WHAT TO DO
Return all of the lines below exactly as they are.

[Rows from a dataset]

"""

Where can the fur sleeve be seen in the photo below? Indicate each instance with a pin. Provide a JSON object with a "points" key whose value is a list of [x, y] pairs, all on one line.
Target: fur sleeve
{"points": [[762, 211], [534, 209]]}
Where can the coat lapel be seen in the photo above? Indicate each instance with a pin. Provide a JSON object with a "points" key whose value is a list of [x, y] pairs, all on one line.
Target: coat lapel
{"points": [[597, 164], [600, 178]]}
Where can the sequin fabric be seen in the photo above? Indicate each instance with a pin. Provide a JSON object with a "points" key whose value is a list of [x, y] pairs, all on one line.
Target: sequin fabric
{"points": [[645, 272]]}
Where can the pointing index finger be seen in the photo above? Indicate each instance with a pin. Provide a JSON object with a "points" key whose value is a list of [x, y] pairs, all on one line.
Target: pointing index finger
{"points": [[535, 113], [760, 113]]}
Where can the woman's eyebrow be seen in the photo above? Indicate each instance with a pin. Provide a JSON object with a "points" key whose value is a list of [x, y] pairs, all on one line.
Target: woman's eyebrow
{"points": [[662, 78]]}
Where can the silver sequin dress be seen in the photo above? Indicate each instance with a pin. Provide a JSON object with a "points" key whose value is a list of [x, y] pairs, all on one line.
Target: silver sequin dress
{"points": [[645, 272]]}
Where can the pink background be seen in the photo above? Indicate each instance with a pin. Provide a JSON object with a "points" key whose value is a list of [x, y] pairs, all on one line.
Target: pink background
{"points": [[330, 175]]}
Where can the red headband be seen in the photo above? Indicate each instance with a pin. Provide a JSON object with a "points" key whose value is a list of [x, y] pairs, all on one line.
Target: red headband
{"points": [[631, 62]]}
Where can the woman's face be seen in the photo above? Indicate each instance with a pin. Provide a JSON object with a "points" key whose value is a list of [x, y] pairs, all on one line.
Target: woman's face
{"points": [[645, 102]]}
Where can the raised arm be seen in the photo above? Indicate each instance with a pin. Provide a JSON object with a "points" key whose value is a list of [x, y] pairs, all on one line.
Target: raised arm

"""

EXERCISE ANSWER
Where can the fur sleeve be seen in the photo below? Indicate each instance with a pin. Provide a JSON object with a "points" key whose value is a list of [x, y] pairs, all on one line.
Target: fur sleeve
{"points": [[762, 211], [534, 209]]}
Where can the coat lapel be seen in the photo above? Indicate each instance with a pin. Provide a JSON object with a "points" key whose value is a list of [x, y] pairs, all on one line.
Target: coat lapel
{"points": [[597, 164], [600, 178]]}
Where can the sequin fabric be seen in the photo above? Indicate each instance with a pin. Provide a JSON object with a "points" key whose value is a list of [x, y] pairs, all on one line.
Target: sequin fabric
{"points": [[645, 272]]}
Where can the pointing index finger be seen in the photo above? Indicate each instance with a pin. Provide a JSON object with a "points" key whose value is a list of [x, y] pairs, all on one line.
Target: pointing index finger
{"points": [[535, 113], [760, 113]]}
Where can the woman's eyebrow be seen in the photo above? Indicate each instance with a pin. Provide a JSON object with a "points" key whose value is a list of [x, y] pairs, all on one line.
Target: woman's eyebrow
{"points": [[662, 78]]}
Where can the silver sequin dress be seen in the photo above? Indicate each instance with a pin. Provide a JSON object with a "points" key whose value is a list of [x, y] pairs, all on one line.
Target: silver sequin dress
{"points": [[645, 272]]}
Where can the pink background be seen in the photo above? Indicate each instance with a pin. Provide a JSON object with a "points" key whose value is a list of [x, y] pairs, all on one line.
Target: pink background
{"points": [[330, 175]]}
Where can the red headband be seen in the photo above? Indicate each instance with a pin. Provide a JSON object with a "points" key whose value is a list of [x, y] pairs, all on one line.
Target: red headband
{"points": [[631, 62]]}
Where can the woman's face be seen in the photo above? Indicate each instance with a pin. Provide a JSON object with a "points" key whose value is a list of [x, y] pairs, all on one line.
Target: woman's face
{"points": [[645, 102]]}
Where can the raised arm be seen in the photo above? Indicate each instance with a pin. Provide a JSON object with a "points" key whose value is a list of [x, y] pairs, all on one line.
Target: raised arm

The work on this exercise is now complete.